* _Direction_
Reproduce the records verbatim, from the line containing "Objective: a point on each instance of the uefa" through the line containing "(1097, 636)", with both of those lines included. Omit the pictures from your reproduction.

* _Supplied data_
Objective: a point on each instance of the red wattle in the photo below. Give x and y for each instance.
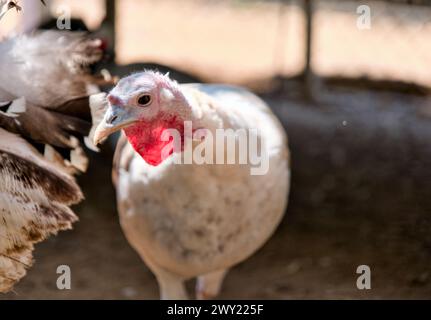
(146, 138)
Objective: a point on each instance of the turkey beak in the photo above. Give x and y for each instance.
(115, 119)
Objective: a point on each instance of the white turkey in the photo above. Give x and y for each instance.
(44, 115)
(192, 220)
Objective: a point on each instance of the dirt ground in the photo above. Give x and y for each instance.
(361, 194)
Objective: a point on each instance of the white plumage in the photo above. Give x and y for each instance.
(190, 221)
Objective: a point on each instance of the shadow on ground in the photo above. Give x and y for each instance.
(361, 194)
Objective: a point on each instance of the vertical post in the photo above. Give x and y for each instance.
(308, 71)
(109, 21)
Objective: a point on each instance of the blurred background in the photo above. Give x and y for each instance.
(355, 102)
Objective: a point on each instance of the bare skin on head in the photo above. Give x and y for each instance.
(192, 221)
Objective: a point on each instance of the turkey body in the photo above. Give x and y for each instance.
(189, 220)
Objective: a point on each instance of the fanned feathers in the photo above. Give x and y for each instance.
(45, 83)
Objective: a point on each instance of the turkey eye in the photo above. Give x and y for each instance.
(144, 100)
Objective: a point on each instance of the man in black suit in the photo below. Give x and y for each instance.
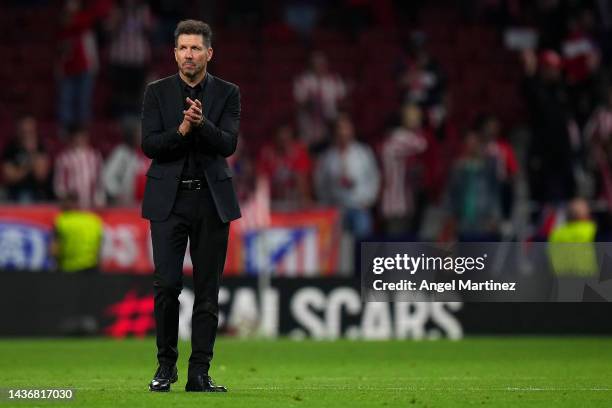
(190, 125)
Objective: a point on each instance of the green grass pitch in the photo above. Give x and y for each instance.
(476, 372)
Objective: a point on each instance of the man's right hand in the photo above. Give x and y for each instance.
(184, 127)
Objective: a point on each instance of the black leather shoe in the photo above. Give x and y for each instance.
(164, 376)
(203, 383)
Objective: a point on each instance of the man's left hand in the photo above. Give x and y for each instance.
(194, 113)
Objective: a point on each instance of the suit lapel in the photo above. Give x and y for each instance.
(209, 95)
(177, 95)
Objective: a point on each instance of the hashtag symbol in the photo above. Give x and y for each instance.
(133, 315)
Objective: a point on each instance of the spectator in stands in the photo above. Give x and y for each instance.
(26, 165)
(78, 169)
(287, 165)
(581, 61)
(420, 79)
(347, 176)
(554, 135)
(124, 171)
(318, 93)
(473, 193)
(598, 137)
(401, 170)
(502, 152)
(77, 238)
(78, 61)
(130, 25)
(443, 142)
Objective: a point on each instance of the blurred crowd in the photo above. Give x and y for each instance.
(423, 177)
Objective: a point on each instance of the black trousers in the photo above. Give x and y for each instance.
(193, 216)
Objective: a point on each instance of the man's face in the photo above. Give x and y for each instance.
(191, 54)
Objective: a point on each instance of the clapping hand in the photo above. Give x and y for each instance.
(192, 116)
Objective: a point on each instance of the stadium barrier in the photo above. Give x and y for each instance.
(295, 244)
(120, 305)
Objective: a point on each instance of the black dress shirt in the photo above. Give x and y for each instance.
(193, 168)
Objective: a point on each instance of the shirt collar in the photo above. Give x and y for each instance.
(198, 87)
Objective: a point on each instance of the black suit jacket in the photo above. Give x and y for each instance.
(214, 141)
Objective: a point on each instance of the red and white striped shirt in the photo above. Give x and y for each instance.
(78, 170)
(397, 195)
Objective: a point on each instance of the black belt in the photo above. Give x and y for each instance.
(195, 184)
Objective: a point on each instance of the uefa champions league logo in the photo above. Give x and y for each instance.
(24, 247)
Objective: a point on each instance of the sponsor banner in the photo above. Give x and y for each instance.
(295, 244)
(487, 272)
(121, 305)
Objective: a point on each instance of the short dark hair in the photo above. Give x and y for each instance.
(194, 27)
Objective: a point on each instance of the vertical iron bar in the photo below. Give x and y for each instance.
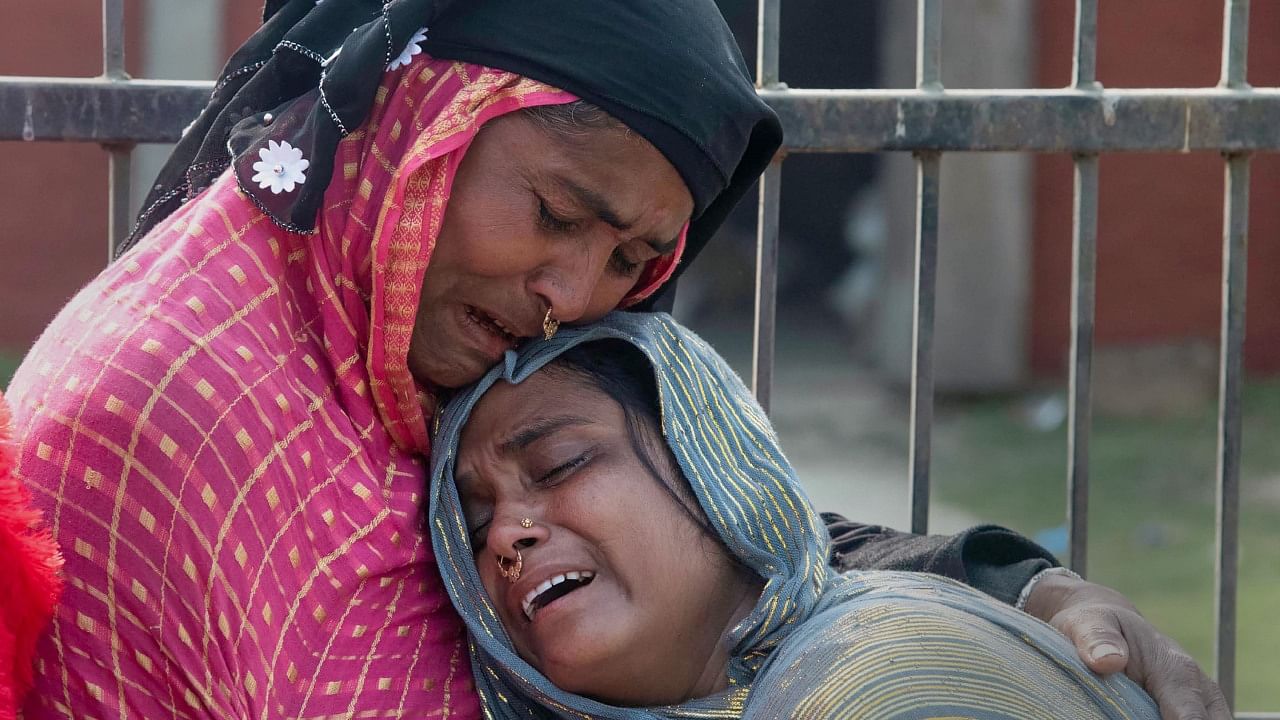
(1084, 241)
(767, 42)
(1084, 237)
(1235, 44)
(766, 285)
(1235, 231)
(928, 45)
(928, 185)
(767, 227)
(928, 76)
(1086, 64)
(1235, 227)
(119, 156)
(118, 164)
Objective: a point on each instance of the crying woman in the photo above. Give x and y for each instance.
(617, 525)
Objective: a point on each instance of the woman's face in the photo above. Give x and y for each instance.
(539, 219)
(643, 596)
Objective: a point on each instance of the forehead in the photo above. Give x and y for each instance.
(507, 408)
(609, 160)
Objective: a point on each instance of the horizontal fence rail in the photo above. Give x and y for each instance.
(816, 121)
(927, 121)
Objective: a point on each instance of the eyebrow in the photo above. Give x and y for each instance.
(599, 205)
(539, 429)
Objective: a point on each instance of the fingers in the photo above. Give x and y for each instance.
(1170, 675)
(1183, 692)
(1215, 700)
(1097, 636)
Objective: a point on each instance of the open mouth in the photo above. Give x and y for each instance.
(554, 588)
(492, 324)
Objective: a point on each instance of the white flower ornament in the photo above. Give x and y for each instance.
(406, 55)
(280, 167)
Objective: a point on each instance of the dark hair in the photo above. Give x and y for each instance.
(572, 119)
(620, 370)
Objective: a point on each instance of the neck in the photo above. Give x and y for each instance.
(714, 677)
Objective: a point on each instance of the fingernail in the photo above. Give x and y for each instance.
(1105, 650)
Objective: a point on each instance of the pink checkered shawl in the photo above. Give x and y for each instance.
(225, 440)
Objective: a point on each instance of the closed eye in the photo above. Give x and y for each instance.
(563, 470)
(620, 264)
(478, 536)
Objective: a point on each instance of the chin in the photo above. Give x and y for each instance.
(448, 376)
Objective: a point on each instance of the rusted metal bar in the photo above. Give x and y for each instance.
(816, 121)
(1235, 44)
(97, 110)
(1235, 233)
(1084, 240)
(118, 188)
(1086, 60)
(1028, 121)
(119, 154)
(767, 228)
(928, 178)
(927, 195)
(767, 33)
(1235, 227)
(766, 285)
(1084, 237)
(928, 45)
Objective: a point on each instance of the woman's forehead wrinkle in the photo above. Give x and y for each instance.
(538, 429)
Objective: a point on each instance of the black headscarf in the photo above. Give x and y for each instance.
(670, 69)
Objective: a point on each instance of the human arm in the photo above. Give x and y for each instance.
(988, 557)
(1112, 637)
(1001, 564)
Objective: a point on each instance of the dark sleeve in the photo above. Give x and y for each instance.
(988, 557)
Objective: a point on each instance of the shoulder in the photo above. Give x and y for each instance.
(905, 646)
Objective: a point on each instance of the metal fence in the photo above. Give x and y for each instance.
(1084, 119)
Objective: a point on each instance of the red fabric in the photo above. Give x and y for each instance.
(28, 578)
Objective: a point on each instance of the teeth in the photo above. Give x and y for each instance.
(528, 602)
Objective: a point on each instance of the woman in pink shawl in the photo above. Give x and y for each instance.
(227, 429)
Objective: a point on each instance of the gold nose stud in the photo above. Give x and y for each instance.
(512, 573)
(549, 326)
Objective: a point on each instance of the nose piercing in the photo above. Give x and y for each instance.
(513, 573)
(549, 324)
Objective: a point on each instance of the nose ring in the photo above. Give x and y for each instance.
(549, 324)
(512, 574)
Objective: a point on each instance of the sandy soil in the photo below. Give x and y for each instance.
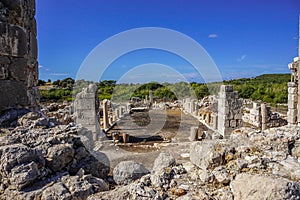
(150, 134)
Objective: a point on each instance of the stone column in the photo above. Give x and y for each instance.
(264, 116)
(292, 104)
(230, 109)
(86, 108)
(18, 55)
(117, 113)
(214, 121)
(151, 96)
(105, 114)
(194, 133)
(110, 120)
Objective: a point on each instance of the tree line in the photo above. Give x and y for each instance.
(270, 88)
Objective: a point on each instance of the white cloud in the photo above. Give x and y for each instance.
(212, 35)
(242, 58)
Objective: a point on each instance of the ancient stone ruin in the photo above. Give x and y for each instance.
(229, 110)
(86, 107)
(293, 114)
(18, 55)
(222, 114)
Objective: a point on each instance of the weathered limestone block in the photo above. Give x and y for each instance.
(86, 108)
(229, 110)
(247, 186)
(18, 55)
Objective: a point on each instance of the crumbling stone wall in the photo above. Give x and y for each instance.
(229, 110)
(86, 107)
(18, 55)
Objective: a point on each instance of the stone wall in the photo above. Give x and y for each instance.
(230, 110)
(18, 55)
(86, 107)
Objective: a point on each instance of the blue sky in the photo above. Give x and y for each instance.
(244, 38)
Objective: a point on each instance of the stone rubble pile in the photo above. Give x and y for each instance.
(44, 160)
(251, 164)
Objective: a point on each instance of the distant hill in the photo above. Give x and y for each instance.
(270, 88)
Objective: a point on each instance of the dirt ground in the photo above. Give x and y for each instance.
(151, 133)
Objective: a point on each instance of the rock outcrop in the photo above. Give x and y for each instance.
(18, 55)
(43, 160)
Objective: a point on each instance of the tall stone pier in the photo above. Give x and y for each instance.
(229, 110)
(293, 114)
(86, 107)
(18, 55)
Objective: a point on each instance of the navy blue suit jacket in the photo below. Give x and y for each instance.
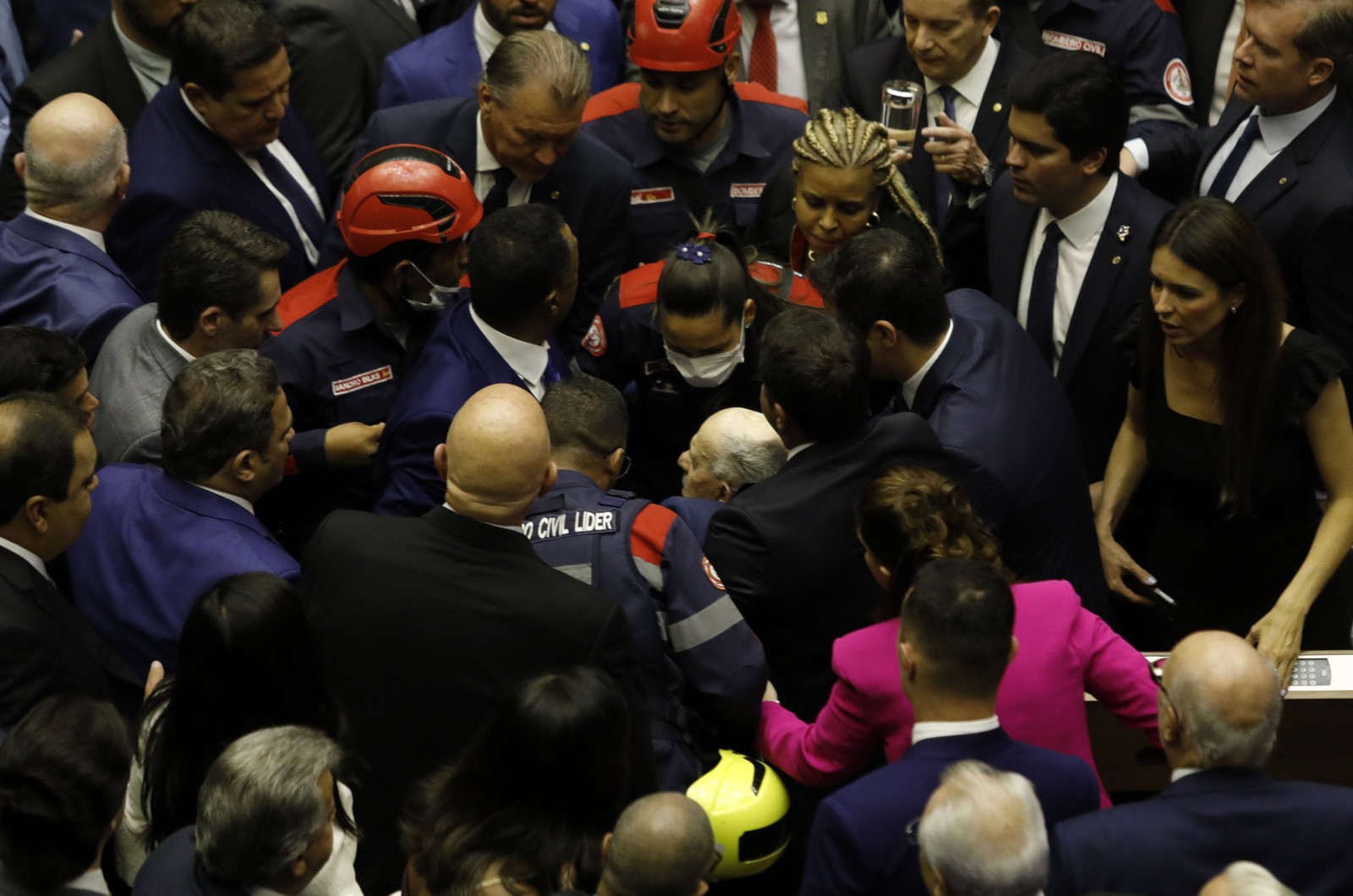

* _Solution to this exercise_
Objective: a point on each instance of the uefa champions league logo in the photo above. Give x and y for each instance.
(24, 247)
Objective: a point on each instance of the sponsor banner in the photo above. Give x and y for each instance.
(295, 244)
(487, 272)
(121, 305)
Objective: a point on each instance of the short dark hair in the photo above. Give x and y for each instance.
(194, 27)
Objective: a point on each instance of the vertical iron bar in the photo below. Give x and y for each instance.
(1084, 241)
(767, 42)
(1084, 237)
(1235, 44)
(766, 285)
(1235, 231)
(928, 45)
(928, 185)
(767, 227)
(928, 76)
(1086, 64)
(1235, 227)
(119, 156)
(118, 164)
Objective: a point on each instance of the crying woman in the photo above. Give x and y for each instance.
(617, 525)
Objective: a point on each instance of the woman's face in the photo above. Give x and y for each instance.
(539, 219)
(643, 596)
Objective: a point on each instance of the forehead in the photo above. Give x and y for each instance.
(507, 408)
(609, 160)
Objective: a point on each instance of the horizontal fence rail in the photo above. Give x and y for each instance.
(816, 121)
(927, 121)
Objective: a point on each instance of the eyebrow in the photo above. Give x and y for each instance.
(599, 205)
(539, 429)
Objective: a point on each instance of the fingers in the photo above. Give x and y for each instance.
(1170, 675)
(1183, 692)
(1215, 700)
(1097, 636)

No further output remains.